> [WHAT IS REQUIRED]
Reproduce the listing below in its entirety. Change nothing.
:::::
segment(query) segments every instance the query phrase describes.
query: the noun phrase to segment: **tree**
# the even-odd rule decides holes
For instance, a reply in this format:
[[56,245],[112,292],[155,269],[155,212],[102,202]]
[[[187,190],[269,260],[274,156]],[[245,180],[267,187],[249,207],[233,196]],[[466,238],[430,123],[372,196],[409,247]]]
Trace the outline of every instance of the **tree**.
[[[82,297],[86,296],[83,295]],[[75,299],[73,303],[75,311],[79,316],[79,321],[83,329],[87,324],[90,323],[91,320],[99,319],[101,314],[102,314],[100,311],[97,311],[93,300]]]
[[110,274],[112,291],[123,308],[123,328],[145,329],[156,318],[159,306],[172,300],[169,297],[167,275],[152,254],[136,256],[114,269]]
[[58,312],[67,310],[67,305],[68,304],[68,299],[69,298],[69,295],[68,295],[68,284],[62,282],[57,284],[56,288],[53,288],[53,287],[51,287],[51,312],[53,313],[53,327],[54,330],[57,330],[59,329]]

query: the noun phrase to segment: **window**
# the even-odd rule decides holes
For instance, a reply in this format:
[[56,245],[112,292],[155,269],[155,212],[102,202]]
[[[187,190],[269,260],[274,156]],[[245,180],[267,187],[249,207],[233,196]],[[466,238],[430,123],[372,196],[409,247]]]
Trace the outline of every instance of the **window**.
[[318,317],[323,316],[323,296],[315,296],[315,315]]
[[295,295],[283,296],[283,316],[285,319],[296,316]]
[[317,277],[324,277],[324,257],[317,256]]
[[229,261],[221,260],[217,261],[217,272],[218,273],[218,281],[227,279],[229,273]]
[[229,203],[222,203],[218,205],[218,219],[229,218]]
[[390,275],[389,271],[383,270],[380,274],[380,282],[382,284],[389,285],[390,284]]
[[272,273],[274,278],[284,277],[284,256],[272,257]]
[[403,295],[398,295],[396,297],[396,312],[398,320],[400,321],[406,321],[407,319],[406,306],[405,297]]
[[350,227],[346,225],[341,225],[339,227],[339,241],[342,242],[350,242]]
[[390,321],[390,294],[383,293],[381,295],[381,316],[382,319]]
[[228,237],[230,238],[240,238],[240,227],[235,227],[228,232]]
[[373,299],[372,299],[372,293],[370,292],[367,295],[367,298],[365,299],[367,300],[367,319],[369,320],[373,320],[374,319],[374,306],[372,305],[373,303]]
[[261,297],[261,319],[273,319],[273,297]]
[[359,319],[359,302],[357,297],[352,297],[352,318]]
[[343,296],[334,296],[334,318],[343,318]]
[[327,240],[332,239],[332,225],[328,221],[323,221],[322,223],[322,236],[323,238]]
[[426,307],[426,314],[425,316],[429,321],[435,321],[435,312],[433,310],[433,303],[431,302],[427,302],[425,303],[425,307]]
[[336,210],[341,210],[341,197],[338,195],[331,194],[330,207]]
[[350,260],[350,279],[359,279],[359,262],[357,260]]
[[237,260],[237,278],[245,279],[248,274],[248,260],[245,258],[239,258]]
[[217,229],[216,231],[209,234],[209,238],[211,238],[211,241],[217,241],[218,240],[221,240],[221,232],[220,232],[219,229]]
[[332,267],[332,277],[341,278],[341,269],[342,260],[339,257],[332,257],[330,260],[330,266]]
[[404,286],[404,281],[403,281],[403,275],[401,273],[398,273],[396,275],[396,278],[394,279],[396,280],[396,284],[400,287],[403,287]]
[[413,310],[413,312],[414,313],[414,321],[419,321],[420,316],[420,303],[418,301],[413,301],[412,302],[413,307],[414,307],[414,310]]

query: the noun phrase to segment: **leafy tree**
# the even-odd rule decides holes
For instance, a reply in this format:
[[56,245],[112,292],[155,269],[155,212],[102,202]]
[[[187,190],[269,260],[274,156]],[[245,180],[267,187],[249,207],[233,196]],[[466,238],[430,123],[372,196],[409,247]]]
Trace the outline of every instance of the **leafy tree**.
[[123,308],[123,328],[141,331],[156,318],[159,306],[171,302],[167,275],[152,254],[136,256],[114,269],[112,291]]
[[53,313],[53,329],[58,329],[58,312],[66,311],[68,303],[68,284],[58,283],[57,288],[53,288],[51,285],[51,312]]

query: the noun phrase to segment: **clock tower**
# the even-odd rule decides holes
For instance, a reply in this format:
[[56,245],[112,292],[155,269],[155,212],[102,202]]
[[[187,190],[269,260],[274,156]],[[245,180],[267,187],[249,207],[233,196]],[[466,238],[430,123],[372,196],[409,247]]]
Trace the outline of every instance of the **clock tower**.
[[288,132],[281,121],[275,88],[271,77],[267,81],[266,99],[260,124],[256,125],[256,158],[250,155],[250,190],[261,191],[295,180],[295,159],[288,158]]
:::::
> [WRITTEN SOLUTION]
segment(query) segments every instance the query phrase describes.
query: the noun phrase to segment: **tree**
# the even-odd rule decides holes
For instance, a reply in this format:
[[56,245],[112,292],[155,269],[155,212],[102,202]]
[[[187,190],[269,260],[274,156]],[[245,180],[267,187],[249,207],[233,196]],[[466,238],[430,123],[372,196],[409,247]]]
Trace the outline of every instance of the **tree**.
[[[82,297],[86,296],[83,295]],[[75,299],[73,303],[75,311],[79,316],[79,321],[83,329],[87,324],[90,323],[91,320],[99,319],[101,314],[102,314],[100,311],[97,311],[93,300]]]
[[110,274],[112,291],[123,308],[123,328],[145,329],[156,318],[159,306],[172,300],[169,297],[167,275],[152,254],[136,256],[114,269]]
[[58,312],[67,310],[67,305],[68,304],[68,299],[69,298],[69,295],[68,295],[68,284],[62,282],[57,284],[56,288],[53,288],[53,287],[51,287],[51,312],[53,313],[53,327],[54,330],[57,330],[59,329]]

query: the noun phrase to segment: **window**
# the even-odd rule decides holes
For instance, a reply in this format:
[[56,245],[112,292],[155,269],[155,212],[102,202]]
[[[187,190],[269,260],[274,156]],[[245,180],[267,187],[249,207],[233,196]],[[466,238],[430,123],[372,196],[409,247]]]
Trace the outline of every instance of the **window**.
[[318,317],[323,316],[323,296],[315,296],[315,315]]
[[295,295],[283,296],[283,316],[285,319],[296,316]]
[[317,277],[324,277],[324,257],[317,256]]
[[229,261],[221,260],[217,261],[217,272],[218,273],[218,281],[227,279],[229,273]]
[[229,203],[222,203],[218,205],[218,219],[229,218]]
[[390,275],[389,271],[383,270],[380,274],[380,282],[382,284],[389,285],[390,284]]
[[272,273],[274,278],[284,277],[284,256],[272,257]]
[[403,295],[398,295],[396,297],[396,312],[398,320],[400,321],[406,321],[407,319],[406,306],[405,297]]
[[350,227],[346,225],[341,225],[339,227],[339,241],[342,242],[350,242]]
[[390,321],[390,294],[383,293],[381,295],[381,316],[382,319]]
[[228,237],[230,238],[240,238],[240,227],[235,227],[228,232]]
[[373,299],[372,299],[372,293],[370,292],[367,295],[367,298],[365,299],[367,300],[367,319],[369,320],[373,320],[374,319],[374,306],[372,305],[373,303]]
[[261,297],[261,319],[273,319],[273,297]]
[[359,319],[359,302],[357,297],[352,297],[352,318]]
[[343,296],[334,296],[334,318],[343,318]]
[[327,240],[332,239],[332,225],[328,221],[323,221],[322,223],[322,236],[323,238]]
[[426,307],[426,314],[425,316],[429,321],[435,321],[435,312],[433,310],[433,303],[431,302],[427,302],[425,303],[425,307]]
[[336,210],[341,210],[341,197],[338,195],[331,194],[330,207]]
[[350,260],[350,279],[359,279],[359,262],[357,260]]
[[237,260],[237,278],[245,279],[248,274],[248,260],[245,258],[239,258]]
[[217,229],[216,231],[209,234],[209,238],[211,238],[211,241],[217,241],[218,240],[221,240],[221,232],[220,232],[219,229]]
[[332,267],[332,277],[341,278],[341,269],[342,260],[339,257],[332,257],[330,260],[330,266]]
[[404,286],[404,281],[403,281],[403,275],[401,273],[398,273],[396,275],[396,278],[394,279],[396,280],[396,284],[400,287],[403,287]]
[[413,310],[413,312],[414,313],[414,321],[419,321],[420,316],[420,303],[418,301],[413,301],[412,302],[413,307],[414,307],[414,310]]

query: the noun phrase to segment: **leafy tree**
# the even-odd rule decides holes
For instance, a reply in this format:
[[56,245],[112,292],[155,269],[155,212],[102,202]]
[[[187,190],[269,260],[274,156]],[[245,180],[267,187],[249,207],[233,196]],[[466,238],[430,123],[372,196],[409,247]]]
Trace the outline of every instance of the **leafy tree**.
[[123,308],[123,328],[141,331],[156,318],[159,306],[171,302],[167,275],[152,254],[136,256],[114,269],[112,291]]
[[53,313],[53,329],[58,329],[58,312],[66,311],[68,303],[68,284],[58,283],[57,288],[53,288],[51,285],[51,312]]

query: the noun phrase to segment: **clock tower**
# the even-odd rule decides holes
For instance, a reply in this format:
[[56,245],[112,292],[155,269],[155,212],[102,202]]
[[[187,190],[269,260],[274,156]],[[245,180],[267,187],[249,207],[233,196]],[[466,238],[430,123],[372,196],[409,247]]]
Trace the outline of every instance of the **clock tower**.
[[288,132],[281,121],[275,88],[271,77],[267,81],[266,99],[260,124],[256,125],[256,158],[250,155],[250,190],[261,191],[295,180],[295,159],[288,158]]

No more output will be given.